Accédant à une exigence express du mouvement contestataire des archs, Abdelaziz Bouteflika décrète la “délocalisation” des brigades de gendarmerie dans les points chauds de Kabylie.

Depuis, la situation a connu quelques améliorations, mais les gendarmes sont toujours sous embargo.

État des lieux.
Pour les vastes territoires que nous avons parcourus, les plaques “Darak-El-Watani” arborées au niveau des barrages de contrôle routier se comptent sur les doigts d’une seule main en Kabylie. En prenant l’autoroute Alger-Tizi, le premier s’annonce à Tadmaït. Passé Draâ-Ben-Khedda, les barrages se comptent au compte-gouttes. Sur la route de Boghni, un barrage mixte ANP-Gendarmerie nationale apparaît au carrefour séparant Boghni et Draâ El-Mizan. Pour la Haute-Kabylie, le seul que nous ayons croisé est également un barrage mixte à hauteur de Thakhoukht. En Kabylie maritime, nous en avons croisé un à la sortie d’Aghrib, sur la route d’Azzeffoun, puis plus rien jusqu’à Béni K’sila. Sur le versant de la Soummam, nous avons constaté que la brigade d’Ifri-Ouzellaguène a été carrément supprimée et remplacée par un détachement de garde communale. À notre surprise, celle de Tazmalt en revanche était opérationnelle et il y avait même un barrage de la gendarmerie en plein centre-ville. Les gendarmes étaient décontractés et ne semblaient pas être mis en quarantaine comme dans d’autres brigades.

-*-

• _Consigne donnée 1_
Repérez chaque ligne des entrées qui contient le mot « hind » et recopiez-la. La casse compte.

• _Section des données_
-*-

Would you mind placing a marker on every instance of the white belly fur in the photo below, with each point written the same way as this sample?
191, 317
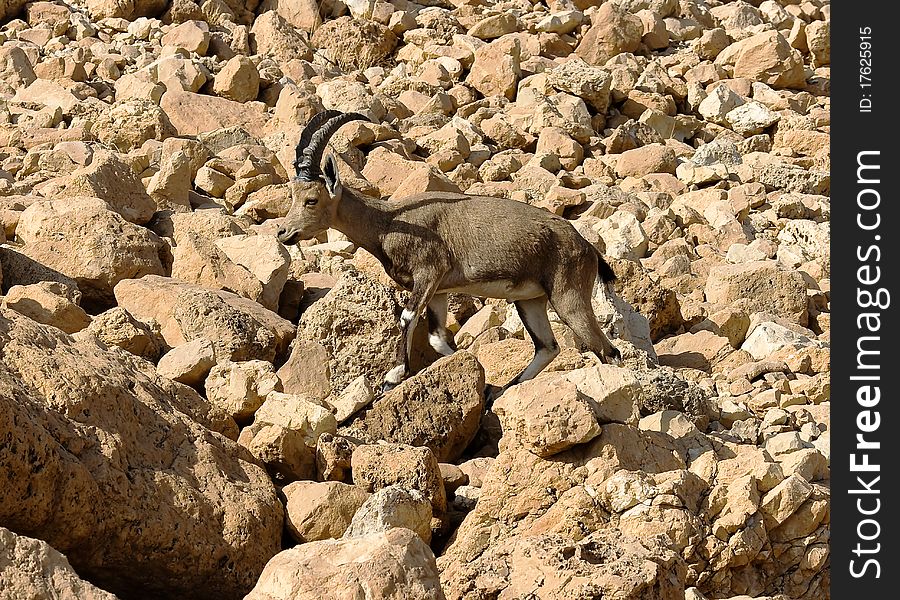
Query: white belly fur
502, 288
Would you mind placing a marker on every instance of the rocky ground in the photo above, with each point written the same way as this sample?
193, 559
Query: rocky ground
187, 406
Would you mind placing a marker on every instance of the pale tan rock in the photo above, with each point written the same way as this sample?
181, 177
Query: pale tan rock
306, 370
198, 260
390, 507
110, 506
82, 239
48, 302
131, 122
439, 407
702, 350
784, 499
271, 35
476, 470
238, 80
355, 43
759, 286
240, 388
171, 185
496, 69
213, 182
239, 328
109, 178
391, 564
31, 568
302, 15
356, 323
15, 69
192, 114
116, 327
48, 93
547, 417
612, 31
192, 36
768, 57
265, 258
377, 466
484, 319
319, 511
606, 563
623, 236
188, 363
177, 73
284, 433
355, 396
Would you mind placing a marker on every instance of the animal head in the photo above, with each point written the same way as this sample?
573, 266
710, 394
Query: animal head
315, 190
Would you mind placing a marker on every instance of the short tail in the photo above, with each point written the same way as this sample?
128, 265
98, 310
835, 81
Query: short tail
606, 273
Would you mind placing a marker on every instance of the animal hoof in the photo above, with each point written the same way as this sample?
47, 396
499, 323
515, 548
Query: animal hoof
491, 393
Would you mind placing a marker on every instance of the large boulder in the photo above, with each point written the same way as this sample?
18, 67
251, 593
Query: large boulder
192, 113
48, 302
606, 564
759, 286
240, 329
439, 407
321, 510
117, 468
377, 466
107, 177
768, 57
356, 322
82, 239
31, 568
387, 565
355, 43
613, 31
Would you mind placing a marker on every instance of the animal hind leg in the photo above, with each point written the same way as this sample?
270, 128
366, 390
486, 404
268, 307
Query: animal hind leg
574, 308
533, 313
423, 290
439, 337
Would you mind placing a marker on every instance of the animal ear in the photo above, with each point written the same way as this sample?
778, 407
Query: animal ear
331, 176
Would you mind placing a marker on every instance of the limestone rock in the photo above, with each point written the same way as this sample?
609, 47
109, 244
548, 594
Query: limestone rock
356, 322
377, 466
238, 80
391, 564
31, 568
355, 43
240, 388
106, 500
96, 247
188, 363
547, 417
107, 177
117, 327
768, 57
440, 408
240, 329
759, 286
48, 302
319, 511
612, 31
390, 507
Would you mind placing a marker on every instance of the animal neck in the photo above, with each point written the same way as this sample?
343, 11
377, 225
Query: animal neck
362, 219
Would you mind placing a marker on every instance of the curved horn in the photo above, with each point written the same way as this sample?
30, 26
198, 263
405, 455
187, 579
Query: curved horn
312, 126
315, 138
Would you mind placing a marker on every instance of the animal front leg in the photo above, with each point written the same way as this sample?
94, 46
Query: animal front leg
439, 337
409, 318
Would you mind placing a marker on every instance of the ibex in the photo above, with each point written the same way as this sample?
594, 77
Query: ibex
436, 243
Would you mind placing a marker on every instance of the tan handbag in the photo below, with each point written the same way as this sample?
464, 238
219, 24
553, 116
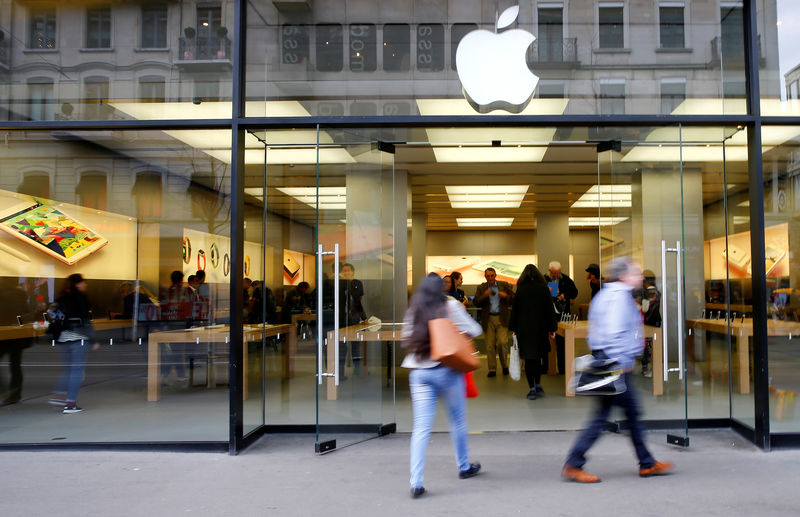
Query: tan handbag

-*-

• _Consigne donnée 2_
Reproduisez fidèlement le passage de l'article sur la gendarmerie en Kabylie qui va de « Accédant à une » jusqu'à « toujours sous embargo. ».

• _Réponse complète 1_
Would you mind placing a marker on every instance of the animal hind leg in the photo above, with each point written the same way as this sample?
Query: animal hind leg

• _Réponse complète 2_
Accédant à une exigence express du mouvement contestataire des archs, Abdelaziz Bouteflika décrète la “délocalisation” des brigades de gendarmerie dans les points chauds de Kabylie.

Depuis, la situation a connu quelques améliorations, mais les gendarmes sont toujours sous embargo.